Text-to-region grounding data:
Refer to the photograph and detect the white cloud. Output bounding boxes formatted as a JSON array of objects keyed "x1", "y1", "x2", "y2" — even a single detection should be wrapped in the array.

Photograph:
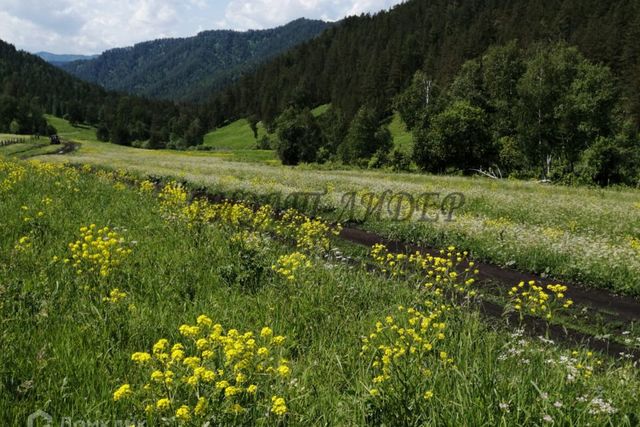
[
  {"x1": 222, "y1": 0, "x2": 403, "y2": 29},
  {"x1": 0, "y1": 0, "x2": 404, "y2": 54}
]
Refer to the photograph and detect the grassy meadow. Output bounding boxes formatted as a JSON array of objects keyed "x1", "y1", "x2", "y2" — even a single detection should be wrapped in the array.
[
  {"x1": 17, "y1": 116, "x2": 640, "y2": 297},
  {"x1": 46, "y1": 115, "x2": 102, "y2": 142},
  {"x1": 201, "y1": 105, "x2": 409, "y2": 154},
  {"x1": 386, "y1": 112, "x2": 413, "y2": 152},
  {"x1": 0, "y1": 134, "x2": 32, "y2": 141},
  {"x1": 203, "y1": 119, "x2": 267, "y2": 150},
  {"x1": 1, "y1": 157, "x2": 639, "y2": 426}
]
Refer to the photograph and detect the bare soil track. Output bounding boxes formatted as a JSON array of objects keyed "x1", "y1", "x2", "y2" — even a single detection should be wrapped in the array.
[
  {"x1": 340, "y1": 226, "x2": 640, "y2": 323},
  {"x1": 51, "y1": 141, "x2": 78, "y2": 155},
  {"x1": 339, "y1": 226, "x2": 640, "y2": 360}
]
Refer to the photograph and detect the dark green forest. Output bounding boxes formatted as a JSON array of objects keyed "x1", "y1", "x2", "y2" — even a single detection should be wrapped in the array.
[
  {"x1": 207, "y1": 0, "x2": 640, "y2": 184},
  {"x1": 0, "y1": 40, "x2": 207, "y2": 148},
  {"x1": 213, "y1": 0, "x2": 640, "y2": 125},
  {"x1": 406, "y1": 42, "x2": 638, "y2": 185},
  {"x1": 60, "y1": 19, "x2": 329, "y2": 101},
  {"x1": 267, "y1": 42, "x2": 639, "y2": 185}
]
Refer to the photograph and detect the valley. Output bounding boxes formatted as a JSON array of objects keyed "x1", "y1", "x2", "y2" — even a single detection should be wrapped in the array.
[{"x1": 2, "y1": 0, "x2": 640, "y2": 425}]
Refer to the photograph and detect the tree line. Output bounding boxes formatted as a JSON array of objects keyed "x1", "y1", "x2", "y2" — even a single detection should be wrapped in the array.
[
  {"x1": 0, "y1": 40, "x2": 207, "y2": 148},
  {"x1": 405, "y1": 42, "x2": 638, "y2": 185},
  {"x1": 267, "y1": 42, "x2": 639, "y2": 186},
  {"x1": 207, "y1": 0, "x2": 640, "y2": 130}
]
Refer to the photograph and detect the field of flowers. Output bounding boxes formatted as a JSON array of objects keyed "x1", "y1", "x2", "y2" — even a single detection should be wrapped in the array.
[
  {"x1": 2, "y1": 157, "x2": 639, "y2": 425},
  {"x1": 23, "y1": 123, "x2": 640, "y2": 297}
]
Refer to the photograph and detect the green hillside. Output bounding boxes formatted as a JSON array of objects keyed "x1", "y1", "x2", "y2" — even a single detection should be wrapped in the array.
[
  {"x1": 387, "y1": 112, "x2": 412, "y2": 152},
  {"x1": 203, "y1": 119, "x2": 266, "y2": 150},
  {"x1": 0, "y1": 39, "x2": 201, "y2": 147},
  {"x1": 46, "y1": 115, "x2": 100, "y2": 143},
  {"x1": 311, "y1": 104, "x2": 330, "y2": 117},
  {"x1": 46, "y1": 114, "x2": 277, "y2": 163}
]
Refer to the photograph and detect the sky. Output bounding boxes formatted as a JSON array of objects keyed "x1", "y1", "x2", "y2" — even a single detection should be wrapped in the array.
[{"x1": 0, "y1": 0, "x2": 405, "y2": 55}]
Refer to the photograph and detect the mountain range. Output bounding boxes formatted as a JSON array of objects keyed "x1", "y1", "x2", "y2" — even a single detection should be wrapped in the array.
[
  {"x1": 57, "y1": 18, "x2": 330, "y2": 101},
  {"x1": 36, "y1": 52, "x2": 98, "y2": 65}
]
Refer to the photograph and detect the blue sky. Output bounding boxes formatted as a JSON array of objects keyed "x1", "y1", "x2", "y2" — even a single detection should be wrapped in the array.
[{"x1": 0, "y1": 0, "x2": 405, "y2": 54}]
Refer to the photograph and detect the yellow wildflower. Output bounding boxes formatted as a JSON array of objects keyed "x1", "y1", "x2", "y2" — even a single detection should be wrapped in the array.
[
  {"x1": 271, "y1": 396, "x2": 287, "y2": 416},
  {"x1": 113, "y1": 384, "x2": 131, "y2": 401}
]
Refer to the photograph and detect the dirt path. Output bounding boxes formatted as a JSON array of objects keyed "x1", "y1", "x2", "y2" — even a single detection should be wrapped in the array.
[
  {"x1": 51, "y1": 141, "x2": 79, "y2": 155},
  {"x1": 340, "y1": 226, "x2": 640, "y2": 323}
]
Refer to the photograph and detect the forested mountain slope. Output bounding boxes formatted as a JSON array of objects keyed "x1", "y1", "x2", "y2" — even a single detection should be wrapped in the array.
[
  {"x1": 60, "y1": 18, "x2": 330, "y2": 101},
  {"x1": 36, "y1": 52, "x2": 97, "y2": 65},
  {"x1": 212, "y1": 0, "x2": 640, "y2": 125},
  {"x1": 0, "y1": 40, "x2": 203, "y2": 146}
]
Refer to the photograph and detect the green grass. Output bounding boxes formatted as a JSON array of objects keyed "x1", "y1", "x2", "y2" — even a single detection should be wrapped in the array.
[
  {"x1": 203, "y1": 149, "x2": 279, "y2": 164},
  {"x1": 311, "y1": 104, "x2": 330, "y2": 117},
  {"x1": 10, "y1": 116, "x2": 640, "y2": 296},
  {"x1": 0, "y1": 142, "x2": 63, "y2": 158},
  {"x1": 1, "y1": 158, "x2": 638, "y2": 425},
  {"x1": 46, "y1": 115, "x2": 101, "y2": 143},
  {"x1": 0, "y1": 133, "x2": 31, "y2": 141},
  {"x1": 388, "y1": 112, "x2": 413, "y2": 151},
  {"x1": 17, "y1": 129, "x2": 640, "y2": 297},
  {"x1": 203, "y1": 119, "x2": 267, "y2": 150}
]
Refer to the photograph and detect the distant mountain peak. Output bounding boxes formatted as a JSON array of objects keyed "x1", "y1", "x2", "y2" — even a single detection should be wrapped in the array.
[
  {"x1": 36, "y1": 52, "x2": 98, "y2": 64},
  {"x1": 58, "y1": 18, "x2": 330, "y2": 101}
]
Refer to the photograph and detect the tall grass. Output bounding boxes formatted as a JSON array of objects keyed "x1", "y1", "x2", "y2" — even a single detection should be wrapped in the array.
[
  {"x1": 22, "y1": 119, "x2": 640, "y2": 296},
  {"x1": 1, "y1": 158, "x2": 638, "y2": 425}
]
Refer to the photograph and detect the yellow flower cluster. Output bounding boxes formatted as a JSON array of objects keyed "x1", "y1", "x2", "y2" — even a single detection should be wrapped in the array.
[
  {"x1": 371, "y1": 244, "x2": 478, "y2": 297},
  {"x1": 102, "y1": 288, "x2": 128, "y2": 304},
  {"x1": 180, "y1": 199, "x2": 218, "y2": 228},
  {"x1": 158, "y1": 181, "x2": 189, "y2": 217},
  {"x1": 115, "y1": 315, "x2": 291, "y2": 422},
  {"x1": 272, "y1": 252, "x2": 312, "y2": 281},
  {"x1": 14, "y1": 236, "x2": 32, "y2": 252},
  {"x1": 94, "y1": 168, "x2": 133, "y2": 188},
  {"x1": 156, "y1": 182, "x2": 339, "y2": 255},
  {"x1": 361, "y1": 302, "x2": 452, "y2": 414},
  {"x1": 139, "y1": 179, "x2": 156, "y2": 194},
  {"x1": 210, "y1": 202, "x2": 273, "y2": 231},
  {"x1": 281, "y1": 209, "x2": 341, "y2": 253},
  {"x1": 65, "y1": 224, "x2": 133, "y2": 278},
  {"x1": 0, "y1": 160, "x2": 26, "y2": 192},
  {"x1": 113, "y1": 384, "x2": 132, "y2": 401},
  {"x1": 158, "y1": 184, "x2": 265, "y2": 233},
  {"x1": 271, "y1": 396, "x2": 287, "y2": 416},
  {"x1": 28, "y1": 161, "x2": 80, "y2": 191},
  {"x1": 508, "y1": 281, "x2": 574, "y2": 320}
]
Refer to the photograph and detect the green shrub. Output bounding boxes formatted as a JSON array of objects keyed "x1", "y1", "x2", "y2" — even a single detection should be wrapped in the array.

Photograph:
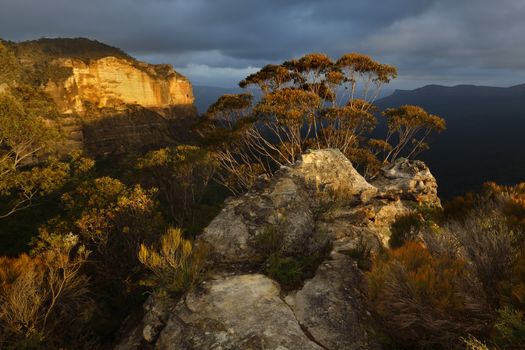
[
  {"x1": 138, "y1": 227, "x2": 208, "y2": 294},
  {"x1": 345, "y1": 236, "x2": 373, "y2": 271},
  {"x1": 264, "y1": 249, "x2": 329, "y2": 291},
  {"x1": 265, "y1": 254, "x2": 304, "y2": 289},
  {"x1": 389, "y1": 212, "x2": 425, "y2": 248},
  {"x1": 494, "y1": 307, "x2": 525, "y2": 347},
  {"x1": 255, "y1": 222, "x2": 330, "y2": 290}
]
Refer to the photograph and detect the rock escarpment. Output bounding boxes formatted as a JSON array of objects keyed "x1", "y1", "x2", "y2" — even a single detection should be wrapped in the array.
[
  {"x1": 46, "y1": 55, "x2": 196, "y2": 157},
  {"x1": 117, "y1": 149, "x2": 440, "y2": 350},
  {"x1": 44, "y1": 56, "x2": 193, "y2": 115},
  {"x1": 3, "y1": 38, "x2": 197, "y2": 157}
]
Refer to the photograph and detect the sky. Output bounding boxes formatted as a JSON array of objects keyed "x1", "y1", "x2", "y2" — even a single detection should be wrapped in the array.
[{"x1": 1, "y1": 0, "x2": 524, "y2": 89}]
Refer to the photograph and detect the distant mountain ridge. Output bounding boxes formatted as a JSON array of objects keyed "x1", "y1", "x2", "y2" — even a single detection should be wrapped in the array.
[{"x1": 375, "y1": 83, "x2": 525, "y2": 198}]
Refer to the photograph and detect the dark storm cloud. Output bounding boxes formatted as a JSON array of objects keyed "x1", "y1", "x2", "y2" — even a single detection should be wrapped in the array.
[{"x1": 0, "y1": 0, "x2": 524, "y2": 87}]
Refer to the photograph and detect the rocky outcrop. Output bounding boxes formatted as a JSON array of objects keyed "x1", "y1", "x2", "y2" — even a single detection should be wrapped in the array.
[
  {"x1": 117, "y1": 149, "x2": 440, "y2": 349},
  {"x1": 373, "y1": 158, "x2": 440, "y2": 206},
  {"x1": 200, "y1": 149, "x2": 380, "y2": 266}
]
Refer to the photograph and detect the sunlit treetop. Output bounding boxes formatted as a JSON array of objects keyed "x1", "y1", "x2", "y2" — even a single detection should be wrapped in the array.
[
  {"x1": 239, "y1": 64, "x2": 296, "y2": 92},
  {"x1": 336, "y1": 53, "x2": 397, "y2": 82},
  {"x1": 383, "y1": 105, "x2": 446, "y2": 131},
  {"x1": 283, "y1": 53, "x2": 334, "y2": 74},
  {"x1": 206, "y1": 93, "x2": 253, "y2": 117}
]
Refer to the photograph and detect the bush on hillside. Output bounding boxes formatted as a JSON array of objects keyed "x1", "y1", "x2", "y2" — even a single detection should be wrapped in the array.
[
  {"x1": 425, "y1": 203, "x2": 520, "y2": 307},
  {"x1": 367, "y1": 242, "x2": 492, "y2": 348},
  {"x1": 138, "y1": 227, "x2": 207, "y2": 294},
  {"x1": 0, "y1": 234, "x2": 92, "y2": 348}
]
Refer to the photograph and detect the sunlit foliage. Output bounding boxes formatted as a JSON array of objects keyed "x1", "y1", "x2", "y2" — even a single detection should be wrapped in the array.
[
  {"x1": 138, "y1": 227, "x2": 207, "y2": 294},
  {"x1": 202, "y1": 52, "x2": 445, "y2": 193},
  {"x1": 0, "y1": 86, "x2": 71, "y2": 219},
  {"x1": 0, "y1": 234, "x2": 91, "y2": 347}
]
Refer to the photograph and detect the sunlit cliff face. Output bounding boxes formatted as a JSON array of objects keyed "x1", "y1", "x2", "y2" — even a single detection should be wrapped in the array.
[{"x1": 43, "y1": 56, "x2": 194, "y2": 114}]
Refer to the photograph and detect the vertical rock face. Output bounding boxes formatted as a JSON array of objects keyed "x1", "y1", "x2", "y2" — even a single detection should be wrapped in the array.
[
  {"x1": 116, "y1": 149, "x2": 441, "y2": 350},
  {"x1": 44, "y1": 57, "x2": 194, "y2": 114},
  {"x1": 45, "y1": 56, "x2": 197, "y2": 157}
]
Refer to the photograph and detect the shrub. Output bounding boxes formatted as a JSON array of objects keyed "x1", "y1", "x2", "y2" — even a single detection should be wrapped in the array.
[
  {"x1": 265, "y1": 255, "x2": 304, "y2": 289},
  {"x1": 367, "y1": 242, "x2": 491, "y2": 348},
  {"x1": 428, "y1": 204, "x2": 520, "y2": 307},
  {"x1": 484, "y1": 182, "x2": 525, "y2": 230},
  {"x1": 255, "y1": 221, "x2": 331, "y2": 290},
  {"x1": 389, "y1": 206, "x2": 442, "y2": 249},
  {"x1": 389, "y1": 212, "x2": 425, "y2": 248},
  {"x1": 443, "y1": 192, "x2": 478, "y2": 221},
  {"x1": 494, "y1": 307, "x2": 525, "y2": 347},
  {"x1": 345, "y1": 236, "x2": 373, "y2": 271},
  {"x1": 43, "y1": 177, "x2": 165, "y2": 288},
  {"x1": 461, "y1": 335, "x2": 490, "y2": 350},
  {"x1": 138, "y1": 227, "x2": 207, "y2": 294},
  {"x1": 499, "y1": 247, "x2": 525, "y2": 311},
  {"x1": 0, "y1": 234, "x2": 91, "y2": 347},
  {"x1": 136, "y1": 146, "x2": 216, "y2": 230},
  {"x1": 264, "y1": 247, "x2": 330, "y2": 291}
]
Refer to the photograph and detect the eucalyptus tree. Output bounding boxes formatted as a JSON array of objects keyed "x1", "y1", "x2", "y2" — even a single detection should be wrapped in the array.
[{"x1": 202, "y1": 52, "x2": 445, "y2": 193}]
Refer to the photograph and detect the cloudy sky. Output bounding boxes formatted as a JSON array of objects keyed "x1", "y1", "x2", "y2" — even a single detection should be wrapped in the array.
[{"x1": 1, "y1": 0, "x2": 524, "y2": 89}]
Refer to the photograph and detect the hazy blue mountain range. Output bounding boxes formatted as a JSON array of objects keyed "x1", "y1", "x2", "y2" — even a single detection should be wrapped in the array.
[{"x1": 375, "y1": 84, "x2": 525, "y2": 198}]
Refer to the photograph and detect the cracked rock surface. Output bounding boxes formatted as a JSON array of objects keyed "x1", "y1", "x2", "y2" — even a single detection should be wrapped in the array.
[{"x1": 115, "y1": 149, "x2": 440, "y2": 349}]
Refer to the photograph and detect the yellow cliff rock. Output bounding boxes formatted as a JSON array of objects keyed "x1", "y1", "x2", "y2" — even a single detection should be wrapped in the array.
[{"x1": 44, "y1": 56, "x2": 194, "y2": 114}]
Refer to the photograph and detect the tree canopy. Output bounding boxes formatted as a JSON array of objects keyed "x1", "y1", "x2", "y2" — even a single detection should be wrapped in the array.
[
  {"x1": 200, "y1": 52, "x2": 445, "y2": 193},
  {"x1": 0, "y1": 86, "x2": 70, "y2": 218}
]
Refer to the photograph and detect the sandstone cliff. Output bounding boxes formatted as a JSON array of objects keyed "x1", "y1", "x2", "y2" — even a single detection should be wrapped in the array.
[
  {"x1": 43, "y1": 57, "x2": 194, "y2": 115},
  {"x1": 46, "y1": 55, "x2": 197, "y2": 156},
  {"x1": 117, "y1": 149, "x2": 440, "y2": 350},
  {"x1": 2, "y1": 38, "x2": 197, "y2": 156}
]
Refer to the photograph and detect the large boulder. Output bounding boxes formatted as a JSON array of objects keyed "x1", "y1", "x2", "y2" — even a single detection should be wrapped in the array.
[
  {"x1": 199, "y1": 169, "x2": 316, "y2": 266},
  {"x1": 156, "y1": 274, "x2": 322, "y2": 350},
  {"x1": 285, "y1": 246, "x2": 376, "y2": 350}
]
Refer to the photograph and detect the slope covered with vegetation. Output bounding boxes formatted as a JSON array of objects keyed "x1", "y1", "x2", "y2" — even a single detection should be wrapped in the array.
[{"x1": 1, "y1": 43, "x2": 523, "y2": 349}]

● **Work item**: The lines to set down, exactly and with both ends included, run from the one containing "Refer to the photograph and detect the sandstone" to the last line of the data above.

● **Response for this exercise**:
Refer to the photograph and detect the sandstone cliff. Output bounding boxes formatted as a JSON array of objects keyed "x1", "y1", "x2", "y2" — even a single detection should be wrapped in the array.
[
  {"x1": 43, "y1": 57, "x2": 194, "y2": 115},
  {"x1": 46, "y1": 55, "x2": 197, "y2": 156},
  {"x1": 117, "y1": 149, "x2": 440, "y2": 350},
  {"x1": 2, "y1": 38, "x2": 197, "y2": 156}
]
Refer to the photograph and detect the large boulder. Output bounding boxes formatted as a JSON array of objects keyed "x1", "y1", "x2", "y2" — even a single detection should be wrapped in the array.
[
  {"x1": 199, "y1": 169, "x2": 316, "y2": 266},
  {"x1": 156, "y1": 274, "x2": 322, "y2": 350},
  {"x1": 285, "y1": 246, "x2": 376, "y2": 350}
]
Refer to the photograph and detect the slope covered with vegetation. Output bounding boxes formatted as a JSON array of objects keyed "x1", "y1", "x2", "y2" — even a single detection should be wrapped in the array.
[{"x1": 1, "y1": 43, "x2": 523, "y2": 349}]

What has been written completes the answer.